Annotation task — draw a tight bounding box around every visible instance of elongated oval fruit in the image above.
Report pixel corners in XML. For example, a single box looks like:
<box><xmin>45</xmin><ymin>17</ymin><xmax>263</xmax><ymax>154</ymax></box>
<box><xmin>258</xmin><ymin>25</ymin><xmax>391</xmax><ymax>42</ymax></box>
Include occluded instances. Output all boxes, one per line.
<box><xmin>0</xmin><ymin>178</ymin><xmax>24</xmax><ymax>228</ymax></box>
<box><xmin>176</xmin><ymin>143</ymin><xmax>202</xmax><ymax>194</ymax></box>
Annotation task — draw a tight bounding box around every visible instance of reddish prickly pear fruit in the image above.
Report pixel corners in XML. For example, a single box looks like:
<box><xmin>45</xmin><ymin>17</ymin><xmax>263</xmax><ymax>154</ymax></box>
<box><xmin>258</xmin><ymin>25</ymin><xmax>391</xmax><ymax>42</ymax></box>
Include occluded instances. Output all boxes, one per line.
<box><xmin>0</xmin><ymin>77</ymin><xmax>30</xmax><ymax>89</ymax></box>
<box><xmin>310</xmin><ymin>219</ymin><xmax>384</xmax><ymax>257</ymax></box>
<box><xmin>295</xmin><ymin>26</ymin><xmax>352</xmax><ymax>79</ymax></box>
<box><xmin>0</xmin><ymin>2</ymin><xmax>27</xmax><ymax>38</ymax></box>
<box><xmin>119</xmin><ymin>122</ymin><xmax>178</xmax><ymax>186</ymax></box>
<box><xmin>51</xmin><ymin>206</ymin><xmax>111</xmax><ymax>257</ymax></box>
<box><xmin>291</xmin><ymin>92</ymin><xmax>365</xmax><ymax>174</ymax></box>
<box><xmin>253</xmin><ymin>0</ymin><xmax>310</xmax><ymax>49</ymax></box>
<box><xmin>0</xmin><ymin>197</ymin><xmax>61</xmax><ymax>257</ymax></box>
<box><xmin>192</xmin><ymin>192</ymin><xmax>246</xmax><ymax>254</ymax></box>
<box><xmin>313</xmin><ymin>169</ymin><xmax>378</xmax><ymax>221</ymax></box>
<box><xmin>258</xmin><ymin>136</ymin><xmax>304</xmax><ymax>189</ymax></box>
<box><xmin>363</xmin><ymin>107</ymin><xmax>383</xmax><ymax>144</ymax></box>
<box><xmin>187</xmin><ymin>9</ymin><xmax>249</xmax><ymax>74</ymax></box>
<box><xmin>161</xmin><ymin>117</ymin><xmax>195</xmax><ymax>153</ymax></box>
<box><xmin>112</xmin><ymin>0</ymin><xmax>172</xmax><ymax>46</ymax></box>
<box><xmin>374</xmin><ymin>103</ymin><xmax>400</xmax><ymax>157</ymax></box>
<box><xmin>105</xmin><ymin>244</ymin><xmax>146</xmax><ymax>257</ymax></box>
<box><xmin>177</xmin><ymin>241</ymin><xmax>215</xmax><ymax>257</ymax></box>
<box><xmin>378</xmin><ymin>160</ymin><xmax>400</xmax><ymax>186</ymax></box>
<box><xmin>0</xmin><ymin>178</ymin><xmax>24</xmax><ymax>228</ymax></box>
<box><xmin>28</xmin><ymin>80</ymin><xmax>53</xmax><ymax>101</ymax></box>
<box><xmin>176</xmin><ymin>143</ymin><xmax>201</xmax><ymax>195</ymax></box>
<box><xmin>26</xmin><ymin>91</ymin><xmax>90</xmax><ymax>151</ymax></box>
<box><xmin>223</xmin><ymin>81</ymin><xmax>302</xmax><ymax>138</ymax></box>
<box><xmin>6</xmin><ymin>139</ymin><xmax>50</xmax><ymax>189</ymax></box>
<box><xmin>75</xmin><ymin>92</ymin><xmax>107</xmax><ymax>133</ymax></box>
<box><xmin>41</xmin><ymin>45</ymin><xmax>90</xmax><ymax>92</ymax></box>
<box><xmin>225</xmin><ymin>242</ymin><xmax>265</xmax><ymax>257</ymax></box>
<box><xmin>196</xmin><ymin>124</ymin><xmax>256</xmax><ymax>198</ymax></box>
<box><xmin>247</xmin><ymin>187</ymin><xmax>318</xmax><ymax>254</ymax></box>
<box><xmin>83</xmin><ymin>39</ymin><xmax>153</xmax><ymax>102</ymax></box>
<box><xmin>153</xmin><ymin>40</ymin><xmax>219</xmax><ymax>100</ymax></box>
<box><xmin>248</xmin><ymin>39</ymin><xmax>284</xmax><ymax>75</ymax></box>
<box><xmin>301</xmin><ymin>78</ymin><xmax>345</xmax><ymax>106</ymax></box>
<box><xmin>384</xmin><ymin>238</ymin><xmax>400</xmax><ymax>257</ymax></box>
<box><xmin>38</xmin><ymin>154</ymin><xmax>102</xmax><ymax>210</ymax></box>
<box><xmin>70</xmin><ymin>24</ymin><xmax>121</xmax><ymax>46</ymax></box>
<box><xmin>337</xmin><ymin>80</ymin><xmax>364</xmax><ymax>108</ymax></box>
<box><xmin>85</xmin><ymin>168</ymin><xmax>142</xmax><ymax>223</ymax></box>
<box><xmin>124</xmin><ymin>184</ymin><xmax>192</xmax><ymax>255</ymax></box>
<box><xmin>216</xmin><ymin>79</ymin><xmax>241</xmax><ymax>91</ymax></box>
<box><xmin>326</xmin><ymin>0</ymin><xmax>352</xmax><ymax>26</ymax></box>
• • •
### Problem to solve
All records above are to be returned exactly as given.

### Task result
Annotation task — draw a tight bounding box around every visible instance of elongated oval fruit in the image above.
Report pixel corners in XML. For example, a single box looks like:
<box><xmin>45</xmin><ymin>17</ymin><xmax>263</xmax><ymax>154</ymax></box>
<box><xmin>258</xmin><ymin>25</ymin><xmax>391</xmax><ymax>42</ymax></box>
Include occluded instances. Output all boxes, one per line.
<box><xmin>0</xmin><ymin>178</ymin><xmax>24</xmax><ymax>228</ymax></box>
<box><xmin>176</xmin><ymin>143</ymin><xmax>202</xmax><ymax>194</ymax></box>
Annotation task — draw a tight bounding box around every visible instance of reddish prickly pear fruit in the image above.
Report pixel corners in XML. For example, a single box looks like:
<box><xmin>45</xmin><ymin>17</ymin><xmax>263</xmax><ymax>154</ymax></box>
<box><xmin>258</xmin><ymin>25</ymin><xmax>391</xmax><ymax>42</ymax></box>
Include occluded instances. Output all boxes, one per line.
<box><xmin>0</xmin><ymin>77</ymin><xmax>30</xmax><ymax>89</ymax></box>
<box><xmin>310</xmin><ymin>219</ymin><xmax>384</xmax><ymax>257</ymax></box>
<box><xmin>295</xmin><ymin>26</ymin><xmax>352</xmax><ymax>79</ymax></box>
<box><xmin>0</xmin><ymin>2</ymin><xmax>27</xmax><ymax>38</ymax></box>
<box><xmin>119</xmin><ymin>122</ymin><xmax>178</xmax><ymax>186</ymax></box>
<box><xmin>51</xmin><ymin>206</ymin><xmax>111</xmax><ymax>257</ymax></box>
<box><xmin>291</xmin><ymin>92</ymin><xmax>365</xmax><ymax>174</ymax></box>
<box><xmin>253</xmin><ymin>0</ymin><xmax>310</xmax><ymax>49</ymax></box>
<box><xmin>0</xmin><ymin>197</ymin><xmax>61</xmax><ymax>257</ymax></box>
<box><xmin>192</xmin><ymin>192</ymin><xmax>246</xmax><ymax>254</ymax></box>
<box><xmin>313</xmin><ymin>169</ymin><xmax>378</xmax><ymax>221</ymax></box>
<box><xmin>258</xmin><ymin>136</ymin><xmax>304</xmax><ymax>189</ymax></box>
<box><xmin>363</xmin><ymin>107</ymin><xmax>383</xmax><ymax>144</ymax></box>
<box><xmin>187</xmin><ymin>9</ymin><xmax>249</xmax><ymax>74</ymax></box>
<box><xmin>161</xmin><ymin>117</ymin><xmax>195</xmax><ymax>153</ymax></box>
<box><xmin>112</xmin><ymin>0</ymin><xmax>172</xmax><ymax>46</ymax></box>
<box><xmin>374</xmin><ymin>103</ymin><xmax>400</xmax><ymax>157</ymax></box>
<box><xmin>105</xmin><ymin>244</ymin><xmax>146</xmax><ymax>257</ymax></box>
<box><xmin>177</xmin><ymin>241</ymin><xmax>215</xmax><ymax>257</ymax></box>
<box><xmin>378</xmin><ymin>160</ymin><xmax>400</xmax><ymax>186</ymax></box>
<box><xmin>0</xmin><ymin>178</ymin><xmax>24</xmax><ymax>228</ymax></box>
<box><xmin>28</xmin><ymin>80</ymin><xmax>53</xmax><ymax>101</ymax></box>
<box><xmin>176</xmin><ymin>143</ymin><xmax>201</xmax><ymax>195</ymax></box>
<box><xmin>26</xmin><ymin>91</ymin><xmax>90</xmax><ymax>151</ymax></box>
<box><xmin>223</xmin><ymin>81</ymin><xmax>302</xmax><ymax>138</ymax></box>
<box><xmin>6</xmin><ymin>139</ymin><xmax>50</xmax><ymax>189</ymax></box>
<box><xmin>75</xmin><ymin>92</ymin><xmax>107</xmax><ymax>133</ymax></box>
<box><xmin>41</xmin><ymin>45</ymin><xmax>90</xmax><ymax>92</ymax></box>
<box><xmin>225</xmin><ymin>242</ymin><xmax>265</xmax><ymax>257</ymax></box>
<box><xmin>196</xmin><ymin>124</ymin><xmax>256</xmax><ymax>198</ymax></box>
<box><xmin>247</xmin><ymin>187</ymin><xmax>318</xmax><ymax>254</ymax></box>
<box><xmin>83</xmin><ymin>39</ymin><xmax>153</xmax><ymax>102</ymax></box>
<box><xmin>153</xmin><ymin>40</ymin><xmax>219</xmax><ymax>100</ymax></box>
<box><xmin>248</xmin><ymin>39</ymin><xmax>284</xmax><ymax>75</ymax></box>
<box><xmin>301</xmin><ymin>78</ymin><xmax>345</xmax><ymax>106</ymax></box>
<box><xmin>384</xmin><ymin>238</ymin><xmax>400</xmax><ymax>257</ymax></box>
<box><xmin>38</xmin><ymin>154</ymin><xmax>102</xmax><ymax>210</ymax></box>
<box><xmin>70</xmin><ymin>24</ymin><xmax>121</xmax><ymax>46</ymax></box>
<box><xmin>337</xmin><ymin>80</ymin><xmax>364</xmax><ymax>108</ymax></box>
<box><xmin>85</xmin><ymin>168</ymin><xmax>142</xmax><ymax>223</ymax></box>
<box><xmin>124</xmin><ymin>184</ymin><xmax>192</xmax><ymax>255</ymax></box>
<box><xmin>216</xmin><ymin>79</ymin><xmax>241</xmax><ymax>91</ymax></box>
<box><xmin>326</xmin><ymin>0</ymin><xmax>352</xmax><ymax>26</ymax></box>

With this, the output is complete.